Модерность ― не историческая эпоха. Это ― исторически случайная ситуация, при которой бытия, Дазайны и сгустки коллективных осадков, смыслопорождений ушедших в небытие поколений оказались в откровенном соприсутствии. Это соприсутствие уникально, ибо кроме иерархической коммуникации (социальности) предполагает возможность равенства в общении и существовании (публичность).
При всей разнице (а подчас и несовместимости) интерпретаций модерности у Гегеля, Вебера, Хабермаса, Баумана или Эйзенштадта, ― у них всех присутствует одна фундаментальная нормативная интуиция: модерность связана с появлением и развитием публичной сферы. Именно тут, в публичном пространстве, человеческим существам дан шанс на творческую самореализацию себя, на выявление себя без диктата извне и на встречу с Другим таким же. Впервые за долгую историю человечества в условиях модерности Дазайн может быть самим собой в сообществе равных.
Публичная сфера позволяет Дазайну ― бытийствующему индивиду ― самореализоваться, выбирая из многих возможных форм и содержаний в выражении и познании себя и других. И так до момента своего неизбежного, смыслообразующего индивидуального конца. Самоположение, самоистолкование и переистолкование себя, Другого, других, мириада традиций и мира в целом ― это и есть дар публичного открытого пространства.
Вместе с открытой публичной сферой возникает и сокровенная сфера приватности. Тут многотравье культур и традиций воспитывает Дазайн и делает индивида больше, чем единица, не подрывая при этом его равенство и достоинство в публичной сфере.
В нормативном понимании, модерность ― это онтологическая ситуация со-бытия публичности и приватности, дающая современному человеку и коллективам возможности одиночества, общения, равенства, родства и принадлежности.
Существование в таком богатом выбором мире ― привилегия и проклятие. Привилегия, ибо до поломки архаики и возникновения ситуации модерности, тысячи поколений не имели богатства такого выбора и такого шанса на самореализацию. Проклятие, поскольку богатство выбора ― это труд, посильный для немногих; это доблесть, на которую готовы не все. Уют коллективной, самозабвенной принадлежности куда более заманчив.

◆ ◆ ◆ ◆ ◆

» Цель задания:
С появлением и развитием какой сферы, согласно тексту о модерности, связывают модерность Гегель, Вебер, Хабермас, Бауман и Эйзенштадт?

◆ ◆ ◆ ◆ ◆

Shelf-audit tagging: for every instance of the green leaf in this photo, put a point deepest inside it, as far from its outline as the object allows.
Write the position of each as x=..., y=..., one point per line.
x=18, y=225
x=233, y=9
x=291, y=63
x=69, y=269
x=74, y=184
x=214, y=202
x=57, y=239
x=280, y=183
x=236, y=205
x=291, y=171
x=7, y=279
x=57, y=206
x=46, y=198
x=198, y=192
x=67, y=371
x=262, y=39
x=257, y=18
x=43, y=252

◆ ◆ ◆ ◆ ◆

» Выполненное задание:
С появлением и развитием публичной сферы.